» Assigned task:
Extract from the entries below, exactly as given, only the lines from the line containing "Query: woman's left hand" to the line containing "Query: woman's nose", both lines included.

» Source material:
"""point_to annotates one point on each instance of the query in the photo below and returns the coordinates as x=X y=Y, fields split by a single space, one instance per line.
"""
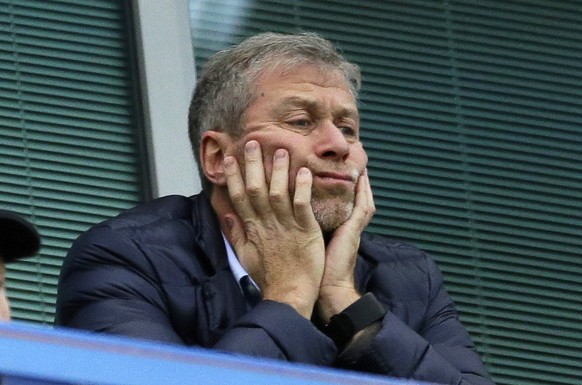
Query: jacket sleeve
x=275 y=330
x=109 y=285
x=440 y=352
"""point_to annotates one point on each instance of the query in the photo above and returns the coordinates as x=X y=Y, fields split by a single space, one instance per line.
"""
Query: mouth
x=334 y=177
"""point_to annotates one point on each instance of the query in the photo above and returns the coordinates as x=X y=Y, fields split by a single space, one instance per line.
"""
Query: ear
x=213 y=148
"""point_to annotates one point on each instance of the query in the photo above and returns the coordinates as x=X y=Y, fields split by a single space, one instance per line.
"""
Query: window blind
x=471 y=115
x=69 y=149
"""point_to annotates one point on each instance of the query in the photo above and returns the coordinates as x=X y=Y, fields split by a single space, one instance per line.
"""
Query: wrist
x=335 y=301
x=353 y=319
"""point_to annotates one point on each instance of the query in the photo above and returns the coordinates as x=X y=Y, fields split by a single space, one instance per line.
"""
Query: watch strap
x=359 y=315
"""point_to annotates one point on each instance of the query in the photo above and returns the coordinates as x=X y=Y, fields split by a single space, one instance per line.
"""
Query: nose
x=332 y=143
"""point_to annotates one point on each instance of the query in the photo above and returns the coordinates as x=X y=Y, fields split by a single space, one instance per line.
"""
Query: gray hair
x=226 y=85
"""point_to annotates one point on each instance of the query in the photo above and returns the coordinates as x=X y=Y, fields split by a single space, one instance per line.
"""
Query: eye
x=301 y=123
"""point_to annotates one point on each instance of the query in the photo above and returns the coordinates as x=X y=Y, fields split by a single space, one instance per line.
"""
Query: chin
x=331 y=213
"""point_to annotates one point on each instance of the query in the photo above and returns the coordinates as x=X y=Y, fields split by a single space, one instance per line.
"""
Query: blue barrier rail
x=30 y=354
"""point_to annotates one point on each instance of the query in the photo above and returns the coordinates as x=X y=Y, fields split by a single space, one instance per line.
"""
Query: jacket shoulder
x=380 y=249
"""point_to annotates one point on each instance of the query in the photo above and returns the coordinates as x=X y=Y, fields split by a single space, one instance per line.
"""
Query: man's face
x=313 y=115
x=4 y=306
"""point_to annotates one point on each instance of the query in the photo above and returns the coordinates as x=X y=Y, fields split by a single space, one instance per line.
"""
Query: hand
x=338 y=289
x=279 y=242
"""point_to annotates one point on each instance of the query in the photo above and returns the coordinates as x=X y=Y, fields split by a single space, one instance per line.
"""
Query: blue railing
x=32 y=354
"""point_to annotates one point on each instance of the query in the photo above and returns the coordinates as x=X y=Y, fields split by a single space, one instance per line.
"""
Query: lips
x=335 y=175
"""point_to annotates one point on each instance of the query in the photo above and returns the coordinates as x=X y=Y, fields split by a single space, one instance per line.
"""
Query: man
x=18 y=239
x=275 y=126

--

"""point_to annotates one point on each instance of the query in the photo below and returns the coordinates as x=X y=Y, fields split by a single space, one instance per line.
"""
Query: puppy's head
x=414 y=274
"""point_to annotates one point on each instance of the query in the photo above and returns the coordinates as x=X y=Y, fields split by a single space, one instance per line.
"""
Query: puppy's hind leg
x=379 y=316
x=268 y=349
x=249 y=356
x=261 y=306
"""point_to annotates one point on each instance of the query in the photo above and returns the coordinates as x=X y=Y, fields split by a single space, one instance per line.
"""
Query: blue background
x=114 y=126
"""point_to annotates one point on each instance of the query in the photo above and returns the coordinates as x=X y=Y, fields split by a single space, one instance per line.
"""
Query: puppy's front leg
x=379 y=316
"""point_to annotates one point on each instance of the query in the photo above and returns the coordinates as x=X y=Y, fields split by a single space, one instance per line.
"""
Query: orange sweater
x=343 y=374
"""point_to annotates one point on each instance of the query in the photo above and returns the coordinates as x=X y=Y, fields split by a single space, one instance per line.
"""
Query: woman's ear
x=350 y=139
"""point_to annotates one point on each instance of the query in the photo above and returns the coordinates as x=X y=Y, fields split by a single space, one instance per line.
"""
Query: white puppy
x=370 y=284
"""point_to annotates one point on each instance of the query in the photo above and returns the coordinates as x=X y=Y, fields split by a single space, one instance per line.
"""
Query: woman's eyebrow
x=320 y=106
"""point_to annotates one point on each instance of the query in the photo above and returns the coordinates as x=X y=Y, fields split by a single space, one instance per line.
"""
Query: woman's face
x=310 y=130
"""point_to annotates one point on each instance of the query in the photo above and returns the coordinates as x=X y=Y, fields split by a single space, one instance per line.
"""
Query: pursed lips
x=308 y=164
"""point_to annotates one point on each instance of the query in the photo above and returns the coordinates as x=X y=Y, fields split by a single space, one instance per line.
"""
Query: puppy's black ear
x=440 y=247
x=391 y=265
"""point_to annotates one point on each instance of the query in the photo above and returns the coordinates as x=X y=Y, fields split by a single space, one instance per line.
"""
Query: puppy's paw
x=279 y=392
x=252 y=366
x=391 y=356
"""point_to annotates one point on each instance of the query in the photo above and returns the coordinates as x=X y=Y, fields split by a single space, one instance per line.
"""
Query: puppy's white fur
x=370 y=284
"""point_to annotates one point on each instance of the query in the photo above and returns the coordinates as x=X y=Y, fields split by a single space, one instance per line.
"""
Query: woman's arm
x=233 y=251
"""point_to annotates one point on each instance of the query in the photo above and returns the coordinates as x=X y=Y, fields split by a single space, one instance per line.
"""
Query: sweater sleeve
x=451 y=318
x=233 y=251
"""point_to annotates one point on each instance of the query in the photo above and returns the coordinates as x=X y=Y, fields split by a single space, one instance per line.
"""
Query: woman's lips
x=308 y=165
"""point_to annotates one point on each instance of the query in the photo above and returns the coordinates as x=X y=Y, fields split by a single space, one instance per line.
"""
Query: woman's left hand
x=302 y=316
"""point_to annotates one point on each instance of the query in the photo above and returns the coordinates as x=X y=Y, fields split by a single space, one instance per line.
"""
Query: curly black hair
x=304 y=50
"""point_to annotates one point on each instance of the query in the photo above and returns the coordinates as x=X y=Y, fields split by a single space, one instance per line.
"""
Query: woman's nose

» Solved problem:
Query: woman's left hand
x=302 y=316
"""point_to annotates one point on each instance of the query in the photo above and returns the coordinates as x=X y=Y, fields split by a single space, one instance per line.
"""
Query: curly black hair
x=304 y=50
"""point_to annotates one point on each instance of the query in the photo above and returns the coordinates as x=X y=Y, fields split by a single space, one instance per line.
"""
Query: woman's nose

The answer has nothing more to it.